Exercise passage:
□ □ □ □ □
Hello Alaric, I posted in a previous forum about Flettner Rotor Ships. A photo and short account can be found in my photos (Price) 20th. sept 2007. with a photo of my late first cousin taken aboard one of the ships in Keil Harbour about 1925


----------



## seaman38 (Mar 16, 2016)

price said:


> Hello Alaric, I posted in a previous forum about Flettner Rotor Ships. A photo and short account can be found in my photos (Price) 20th. sept 2007. with a photo of my late first cousin taken aboard one of the ships in Keil Harbour about 1925


Thanks for your post, interesting (astounded I managed to find it!). It would be interesting to hear from someone who has sailed with the modern version, because the clips I saw it seemed it did the bridge watch no favours.

Also be interesting to hear from someone other than Flettner about the actual, rather than theoretical fuel savings, as they quote 25%, but that is open, as surely that would depend upon the vessel's co-efficient of fineness. Latest research shows that the bulbous bow increases fuel consumption if a vessel completes a passage on 'slow steaming' in fact Maersk put new shorter bulbous bows on some of their current vessels, as decided to operate them at 16/17 knots instead of 21/22 knots and apparently fuel consumption has gone down dramatically, which it didn't with the original bulbous bow.

The bulbous bow is certainly a mixed blessing, in the old days hitting a vessel with your bow usually meant damage above the waterline due to the flare and vessel may be able to continue on passage, but with the projecting bulbous bow the damaged is now invariably below the waterline of the receiving vessel causing more severe damage where-in the receiving vessel may not be able proceed on passage.

Its called progress.


----------



## Stephen J. Card (Nov 5, 2006)

Just found this original post! Most interesting. I spoke to a shipowner two weeks ago and he said they were thinking about a new ship with the Flettner system. Anyhow this all makes good reading... especially 'hands on' information.

Thanks.

Stephen


----------



## alaric (Feb 27, 2012)

Some interesting up to date reading; http://en.marigreen.eu/ecoflettner-installation
Positive comments but short on hard data.
EU funded.
Go to bottom of page and scroll up to read.


----------



## seaman38 (Mar 16, 2016)

alaric said:


> Some interesting up to date reading; http://en.marigreen.eu/ecoflettner-installation
> Positive comments but short on hard data.
> EU funded.
> Go to bottom of page and scroll up to read.
□ □ □ □ □
Information given:
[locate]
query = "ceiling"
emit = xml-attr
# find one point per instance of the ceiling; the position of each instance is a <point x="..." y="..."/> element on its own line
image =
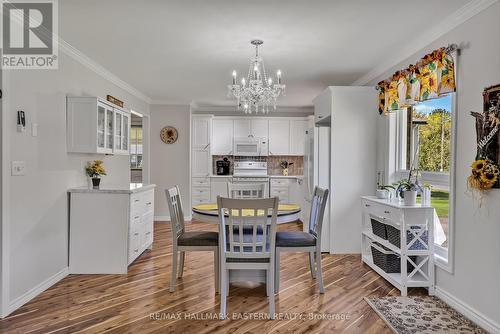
<point x="184" y="51"/>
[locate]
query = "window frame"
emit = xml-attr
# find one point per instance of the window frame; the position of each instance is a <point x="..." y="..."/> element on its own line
<point x="443" y="257"/>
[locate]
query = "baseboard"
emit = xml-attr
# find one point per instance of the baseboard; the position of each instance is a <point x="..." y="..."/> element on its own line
<point x="167" y="218"/>
<point x="469" y="312"/>
<point x="29" y="295"/>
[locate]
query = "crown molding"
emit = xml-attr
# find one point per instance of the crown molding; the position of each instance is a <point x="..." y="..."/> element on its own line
<point x="449" y="23"/>
<point x="86" y="61"/>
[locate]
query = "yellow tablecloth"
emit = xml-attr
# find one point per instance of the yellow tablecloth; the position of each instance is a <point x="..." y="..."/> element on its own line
<point x="246" y="212"/>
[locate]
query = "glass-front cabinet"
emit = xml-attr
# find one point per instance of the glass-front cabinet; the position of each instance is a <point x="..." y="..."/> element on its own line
<point x="96" y="126"/>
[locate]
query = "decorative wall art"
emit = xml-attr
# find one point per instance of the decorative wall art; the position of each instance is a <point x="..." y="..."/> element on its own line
<point x="485" y="169"/>
<point x="433" y="76"/>
<point x="169" y="135"/>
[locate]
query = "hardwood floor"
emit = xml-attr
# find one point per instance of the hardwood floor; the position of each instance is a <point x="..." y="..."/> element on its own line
<point x="141" y="303"/>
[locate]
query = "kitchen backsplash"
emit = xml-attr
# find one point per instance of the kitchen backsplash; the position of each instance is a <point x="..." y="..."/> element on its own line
<point x="273" y="163"/>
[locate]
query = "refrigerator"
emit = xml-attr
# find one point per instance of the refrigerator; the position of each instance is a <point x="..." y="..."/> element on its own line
<point x="317" y="173"/>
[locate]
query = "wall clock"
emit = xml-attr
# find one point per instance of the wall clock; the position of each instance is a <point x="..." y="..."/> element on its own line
<point x="169" y="135"/>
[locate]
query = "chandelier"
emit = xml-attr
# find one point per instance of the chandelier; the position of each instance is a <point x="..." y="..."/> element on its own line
<point x="257" y="92"/>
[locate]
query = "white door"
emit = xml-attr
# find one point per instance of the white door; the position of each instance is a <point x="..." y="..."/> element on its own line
<point x="279" y="137"/>
<point x="201" y="163"/>
<point x="201" y="130"/>
<point x="242" y="128"/>
<point x="222" y="143"/>
<point x="298" y="130"/>
<point x="260" y="128"/>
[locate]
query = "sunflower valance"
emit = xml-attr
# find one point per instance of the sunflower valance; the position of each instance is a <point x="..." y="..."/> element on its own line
<point x="431" y="77"/>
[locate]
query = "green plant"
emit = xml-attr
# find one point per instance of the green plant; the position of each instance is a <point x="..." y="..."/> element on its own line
<point x="95" y="169"/>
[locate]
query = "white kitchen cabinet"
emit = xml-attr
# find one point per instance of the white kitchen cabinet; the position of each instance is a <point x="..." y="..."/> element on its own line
<point x="121" y="132"/>
<point x="218" y="187"/>
<point x="242" y="128"/>
<point x="93" y="125"/>
<point x="279" y="137"/>
<point x="298" y="130"/>
<point x="201" y="130"/>
<point x="222" y="138"/>
<point x="201" y="162"/>
<point x="254" y="127"/>
<point x="109" y="228"/>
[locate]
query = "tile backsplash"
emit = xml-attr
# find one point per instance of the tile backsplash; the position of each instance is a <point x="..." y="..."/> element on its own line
<point x="273" y="163"/>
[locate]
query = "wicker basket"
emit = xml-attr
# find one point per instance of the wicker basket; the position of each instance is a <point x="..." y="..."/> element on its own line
<point x="378" y="229"/>
<point x="387" y="260"/>
<point x="394" y="237"/>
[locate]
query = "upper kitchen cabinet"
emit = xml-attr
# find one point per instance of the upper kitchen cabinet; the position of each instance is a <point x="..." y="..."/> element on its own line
<point x="202" y="131"/>
<point x="298" y="130"/>
<point x="246" y="127"/>
<point x="222" y="138"/>
<point x="96" y="126"/>
<point x="279" y="137"/>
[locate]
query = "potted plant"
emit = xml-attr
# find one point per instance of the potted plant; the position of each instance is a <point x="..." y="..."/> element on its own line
<point x="284" y="167"/>
<point x="384" y="191"/>
<point x="94" y="170"/>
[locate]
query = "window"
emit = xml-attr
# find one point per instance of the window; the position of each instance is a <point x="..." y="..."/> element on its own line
<point x="425" y="142"/>
<point x="136" y="147"/>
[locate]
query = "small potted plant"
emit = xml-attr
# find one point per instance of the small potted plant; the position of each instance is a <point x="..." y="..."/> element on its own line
<point x="94" y="170"/>
<point x="284" y="167"/>
<point x="384" y="191"/>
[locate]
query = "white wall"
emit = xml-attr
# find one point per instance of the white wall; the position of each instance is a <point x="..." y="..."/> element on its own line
<point x="37" y="222"/>
<point x="170" y="163"/>
<point x="477" y="231"/>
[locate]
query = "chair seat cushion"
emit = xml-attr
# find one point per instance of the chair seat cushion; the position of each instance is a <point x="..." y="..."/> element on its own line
<point x="247" y="260"/>
<point x="294" y="239"/>
<point x="198" y="238"/>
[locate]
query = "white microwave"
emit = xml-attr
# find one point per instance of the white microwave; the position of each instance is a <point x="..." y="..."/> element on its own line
<point x="251" y="146"/>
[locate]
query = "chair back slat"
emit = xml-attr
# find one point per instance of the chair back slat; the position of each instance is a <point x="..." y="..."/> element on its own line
<point x="246" y="190"/>
<point x="240" y="220"/>
<point x="174" y="202"/>
<point x="318" y="205"/>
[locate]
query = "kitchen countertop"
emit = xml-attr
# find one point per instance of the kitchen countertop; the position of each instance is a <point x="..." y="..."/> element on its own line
<point x="133" y="188"/>
<point x="270" y="176"/>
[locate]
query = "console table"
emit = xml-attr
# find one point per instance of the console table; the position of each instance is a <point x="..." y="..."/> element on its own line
<point x="415" y="226"/>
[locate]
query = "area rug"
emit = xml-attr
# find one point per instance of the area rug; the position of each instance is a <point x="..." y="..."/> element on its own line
<point x="421" y="314"/>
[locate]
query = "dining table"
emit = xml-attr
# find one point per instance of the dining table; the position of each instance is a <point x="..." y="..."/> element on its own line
<point x="247" y="278"/>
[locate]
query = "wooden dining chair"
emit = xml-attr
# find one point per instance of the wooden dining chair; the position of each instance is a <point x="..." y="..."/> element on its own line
<point x="242" y="250"/>
<point x="246" y="190"/>
<point x="310" y="242"/>
<point x="183" y="241"/>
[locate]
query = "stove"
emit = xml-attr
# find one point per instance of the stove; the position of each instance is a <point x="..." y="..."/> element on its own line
<point x="251" y="172"/>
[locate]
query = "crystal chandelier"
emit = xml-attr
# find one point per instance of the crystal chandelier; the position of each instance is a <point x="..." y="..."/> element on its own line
<point x="257" y="92"/>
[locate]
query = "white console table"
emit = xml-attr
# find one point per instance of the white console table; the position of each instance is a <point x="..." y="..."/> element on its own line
<point x="412" y="222"/>
<point x="109" y="228"/>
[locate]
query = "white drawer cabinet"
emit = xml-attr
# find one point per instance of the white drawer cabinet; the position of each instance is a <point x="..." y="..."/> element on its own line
<point x="109" y="228"/>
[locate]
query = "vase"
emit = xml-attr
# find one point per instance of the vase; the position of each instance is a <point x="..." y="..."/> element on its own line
<point x="410" y="197"/>
<point x="95" y="182"/>
<point x="382" y="193"/>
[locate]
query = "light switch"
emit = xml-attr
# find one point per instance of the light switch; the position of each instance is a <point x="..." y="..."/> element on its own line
<point x="18" y="168"/>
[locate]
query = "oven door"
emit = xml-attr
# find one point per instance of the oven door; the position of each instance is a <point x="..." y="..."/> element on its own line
<point x="246" y="147"/>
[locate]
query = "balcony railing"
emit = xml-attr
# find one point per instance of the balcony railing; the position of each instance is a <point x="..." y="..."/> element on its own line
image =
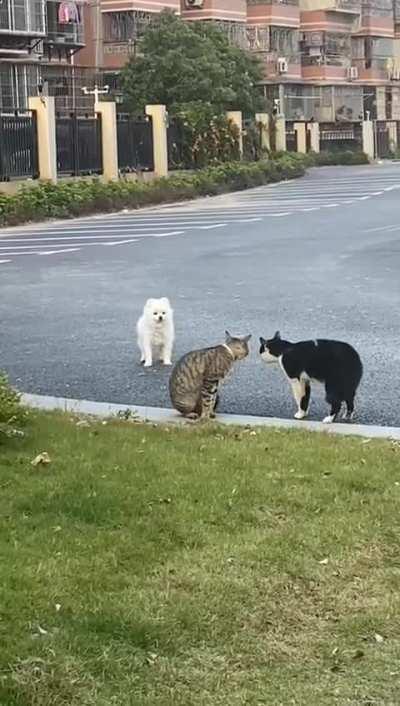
□ □ □ □ □
Work request A:
For each statement below, decide whether the Flettner rotor ships thread supports it, answering yes or no and quoting the deciding words of the thread.
(i) Maersk fitted shorter bulbous bows to some of its vessels after choosing to run them at lower speeds.
(ii) Flettner quotes a fuel saving of 40%.
(iii) The EU-funded installation reading is described as rich in hard data.
Work request B:
Continue the Flettner rotor ships thread from the point where it stops.
The records were drawn from a source unrelated to the Flettner rotor ships thread.

Expected output A:
(i) Yes: "Maersk put new shorter bulbous bows on some of their current vessels, as decided to operate them at 16/17 knots instead of 21/22 knots"
(ii) No: "they quote 25%"
(iii) No: "Positive comments but short on hard data."

Expected output B:
As you say interesting reading, but it would seem conjecture about the efficiency, surely if they were monitoring it as they say, they would have produce some figures no matter how infintissimal the improvement. Doubt the quartermaster would see many leading marks with that monstrosity stuck on the f'cle. However full marks for trying


----------



## alaric (Feb 27, 2012)

Have just been digging a bit deeper to find; 



A short presentation given recently by Prof. Capt. Michael Vahs who is heading up the MV Fehn Pollux rotor ship project.
All good common sense stuff which I don't argue against, but I wish he would actually publish the data to back up his claims and projections.
If we see a sudden boom in sales of retro-fit Flettner kits we will know the claims are true, but until then I still feel there is a snag that we are not being told about.
Could it be that most of the savings are being lost by having to steer a constant zig-zag course to a) catch a favourable wind, and/or b) to actually see where the ship is heading?


----------



## alaric (Feb 27, 2012)

The U-tube link is www.youtube.com/watch?v=5XdCEubz_R4


----------



## seaman38 (Mar 16, 2016)

alaric said:


> The U-tube link is www.youtube.com/watch?v=5XdCEubz_R4


Thank you for posting, interesting.

48 minutes of conjecture, with no facts, as far as I could ascertain (as usual I stand to be corrected). I wonder how many were still awake at the end of his monotone presentation.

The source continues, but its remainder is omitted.